**Aim of the exercise:** Copy out every one of the records below, keeping each line unchanged.

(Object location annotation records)
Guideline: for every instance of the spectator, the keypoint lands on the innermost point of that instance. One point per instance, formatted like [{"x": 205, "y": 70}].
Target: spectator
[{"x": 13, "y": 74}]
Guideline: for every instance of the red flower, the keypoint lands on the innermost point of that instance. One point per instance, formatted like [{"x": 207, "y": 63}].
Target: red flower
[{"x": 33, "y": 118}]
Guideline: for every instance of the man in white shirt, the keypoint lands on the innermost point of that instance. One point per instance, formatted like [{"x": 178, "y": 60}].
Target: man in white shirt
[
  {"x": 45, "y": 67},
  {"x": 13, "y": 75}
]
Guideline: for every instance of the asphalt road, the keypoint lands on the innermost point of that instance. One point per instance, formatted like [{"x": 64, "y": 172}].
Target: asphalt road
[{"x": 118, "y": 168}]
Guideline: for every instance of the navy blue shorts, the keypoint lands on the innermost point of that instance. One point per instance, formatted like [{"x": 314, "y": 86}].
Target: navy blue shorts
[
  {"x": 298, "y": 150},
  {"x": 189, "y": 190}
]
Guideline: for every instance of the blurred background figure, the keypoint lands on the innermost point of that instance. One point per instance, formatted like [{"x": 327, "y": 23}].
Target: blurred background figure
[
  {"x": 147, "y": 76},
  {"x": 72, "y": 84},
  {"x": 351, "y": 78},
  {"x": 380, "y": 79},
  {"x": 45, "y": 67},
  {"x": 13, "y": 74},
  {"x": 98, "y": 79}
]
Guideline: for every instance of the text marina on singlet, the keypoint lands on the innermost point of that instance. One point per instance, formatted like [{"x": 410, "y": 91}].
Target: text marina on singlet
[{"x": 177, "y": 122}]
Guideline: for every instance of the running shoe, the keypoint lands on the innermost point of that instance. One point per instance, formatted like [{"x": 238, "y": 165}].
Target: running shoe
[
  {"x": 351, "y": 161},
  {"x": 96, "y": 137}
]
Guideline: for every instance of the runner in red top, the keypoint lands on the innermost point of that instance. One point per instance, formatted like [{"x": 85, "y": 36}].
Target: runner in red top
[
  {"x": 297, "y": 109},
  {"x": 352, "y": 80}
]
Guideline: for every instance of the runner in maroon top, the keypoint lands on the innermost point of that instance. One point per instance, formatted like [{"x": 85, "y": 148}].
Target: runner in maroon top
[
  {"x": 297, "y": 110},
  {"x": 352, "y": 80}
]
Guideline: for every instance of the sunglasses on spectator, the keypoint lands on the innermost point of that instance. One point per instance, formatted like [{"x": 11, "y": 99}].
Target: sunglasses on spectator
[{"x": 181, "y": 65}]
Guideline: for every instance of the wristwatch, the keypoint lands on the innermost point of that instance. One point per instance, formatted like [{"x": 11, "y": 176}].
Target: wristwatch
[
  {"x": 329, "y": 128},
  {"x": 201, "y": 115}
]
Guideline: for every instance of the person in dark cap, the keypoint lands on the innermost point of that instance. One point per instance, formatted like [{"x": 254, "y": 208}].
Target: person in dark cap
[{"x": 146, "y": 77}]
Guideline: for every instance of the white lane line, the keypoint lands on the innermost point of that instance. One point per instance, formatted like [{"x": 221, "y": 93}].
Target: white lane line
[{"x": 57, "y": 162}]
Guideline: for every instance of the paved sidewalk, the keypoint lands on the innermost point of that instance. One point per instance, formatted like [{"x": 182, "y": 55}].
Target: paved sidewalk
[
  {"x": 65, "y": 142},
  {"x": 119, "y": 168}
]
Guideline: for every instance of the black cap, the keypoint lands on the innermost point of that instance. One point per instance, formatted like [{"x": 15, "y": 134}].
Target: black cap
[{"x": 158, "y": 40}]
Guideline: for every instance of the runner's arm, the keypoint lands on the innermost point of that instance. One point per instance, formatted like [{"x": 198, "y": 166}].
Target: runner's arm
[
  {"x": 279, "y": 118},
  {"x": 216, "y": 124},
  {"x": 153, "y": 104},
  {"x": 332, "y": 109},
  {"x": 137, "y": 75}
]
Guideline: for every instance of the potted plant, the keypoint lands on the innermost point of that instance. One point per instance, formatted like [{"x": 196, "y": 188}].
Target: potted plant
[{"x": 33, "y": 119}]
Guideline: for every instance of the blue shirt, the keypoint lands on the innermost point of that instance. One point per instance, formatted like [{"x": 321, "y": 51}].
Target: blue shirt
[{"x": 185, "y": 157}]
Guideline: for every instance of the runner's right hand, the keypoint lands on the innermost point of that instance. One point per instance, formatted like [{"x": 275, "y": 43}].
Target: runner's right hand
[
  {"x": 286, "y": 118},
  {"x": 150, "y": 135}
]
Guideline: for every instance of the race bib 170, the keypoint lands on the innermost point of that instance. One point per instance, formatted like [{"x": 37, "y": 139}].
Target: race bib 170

**Finished exercise:**
Guideline: for every instance of the spectator, the keypoint lands on the innermost point of that instance. One point per instance, formatted like [{"x": 205, "y": 70}].
Target: spectator
[{"x": 13, "y": 74}]
Guideline: for every instance of the red flower, the keypoint lands on the innermost point of that instance. One point per instance, formatted like [{"x": 207, "y": 63}].
Target: red flower
[{"x": 33, "y": 118}]
Guideline: for every instance of the man in white shirt, the keypoint lands on the innermost point of that instance. One point per instance, formatted like [{"x": 178, "y": 60}].
Target: man in white shirt
[
  {"x": 45, "y": 67},
  {"x": 13, "y": 75}
]
Guideline: for every instance of the asphalt road, the keypoint lands on the innermost point of that instance. One point per instance, formatted like [{"x": 64, "y": 172}].
Target: asphalt road
[{"x": 118, "y": 168}]
Guideline: for every instance of the navy blue shorts, the keypoint lands on the innermost point of that instance. One point per instance, formatted like [{"x": 314, "y": 86}].
Target: navy blue shorts
[
  {"x": 298, "y": 150},
  {"x": 189, "y": 190}
]
Guideline: for every instance of the blurred background figure, the keypoint lands on the innermost point of that instance. One point per instance, formatted like [{"x": 327, "y": 23}].
Target: blurred background figure
[
  {"x": 147, "y": 76},
  {"x": 72, "y": 84},
  {"x": 351, "y": 78},
  {"x": 380, "y": 79},
  {"x": 45, "y": 67},
  {"x": 13, "y": 74},
  {"x": 98, "y": 79}
]
Guideline: for every instance of the text marina on singlet, the keypoint lands on the innermost point of that instance. One point per instance, formatted like [{"x": 410, "y": 91}].
Target: text marina on singlet
[{"x": 177, "y": 122}]
Guideline: for every instance of the running shoe, the keypoint lands on the innermost point of that instance. One point per instance, formatted like [{"x": 238, "y": 165}].
Target: running shoe
[
  {"x": 351, "y": 161},
  {"x": 96, "y": 137}
]
Guideline: for every instance of the runner in red top, the keypoint lands on the innermost point of that instance. One point per instance, formatted like [{"x": 85, "y": 36}].
Target: runner in red top
[
  {"x": 297, "y": 109},
  {"x": 352, "y": 80}
]
Guideline: for every instance of the runner in maroon top, the keypoint lands on the innermost point of that instance. One point per instance, formatted like [{"x": 85, "y": 148}].
Target: runner in maroon top
[
  {"x": 297, "y": 110},
  {"x": 352, "y": 80}
]
Guideline: for every instance of the sunglasses on spectator, the keypoint lands on the innermost point of that instance. One point per instance, formatted like [{"x": 11, "y": 99}].
Target: sunglasses on spectator
[{"x": 181, "y": 65}]
Guideline: for every instance of the wristwatch, the keypoint lands on the innermost point of that instance. One point per instance, formatted like [{"x": 11, "y": 176}].
Target: wristwatch
[
  {"x": 329, "y": 128},
  {"x": 201, "y": 115}
]
Guideline: for every instance of the person in dark cap, the keypoint lands on the innermost point of that instance. One point per instance, formatted like [{"x": 254, "y": 208}].
Target: person in dark cap
[{"x": 146, "y": 77}]
Guideline: for every instance of the white lane line, the keypoint lands on the innermost point of that instance. One point per instance, formatted like [{"x": 221, "y": 93}].
Target: white lane line
[{"x": 57, "y": 162}]
Guideline: for every instance of the paved sidewalk, the keypoint lands on the innermost point of that instance. One point per instance, formatted like [{"x": 182, "y": 55}].
Target: paved sidewalk
[
  {"x": 65, "y": 142},
  {"x": 119, "y": 168}
]
Guideline: for every instance of the black cap, the keypoint lands on the innermost point of that instance. One point per instance, formatted like [{"x": 15, "y": 134}].
Target: black cap
[{"x": 158, "y": 40}]
Guideline: for every instance of the runner's arm, the keypoint lands on the innermost point of that instance. One point per instance, formatted like [{"x": 198, "y": 166}].
Target: runner's arm
[
  {"x": 279, "y": 118},
  {"x": 216, "y": 124},
  {"x": 153, "y": 104},
  {"x": 332, "y": 109},
  {"x": 137, "y": 75}
]
Guideline: for every instance of the potted plant, the keypoint lands on the innermost point of that instance. One point per instance, formatted like [{"x": 196, "y": 188}].
Target: potted plant
[{"x": 33, "y": 119}]
Guideline: for every instance of the blue shirt, the keypoint lands on the innermost point of that instance. One point per instance, formatted like [{"x": 321, "y": 51}].
Target: blue shirt
[{"x": 185, "y": 157}]
Guideline: for every instance of the runner's right hand, the keypoint lands on the innermost point of that instance. One point per instance, formatted like [{"x": 275, "y": 43}].
Target: runner's right hand
[
  {"x": 286, "y": 118},
  {"x": 150, "y": 135}
]
Guideline: for every instance of the race bib 170, the keypoint lands on the innermost point of that instance. One point per instance, formatted like [{"x": 37, "y": 139}].
Target: race bib 170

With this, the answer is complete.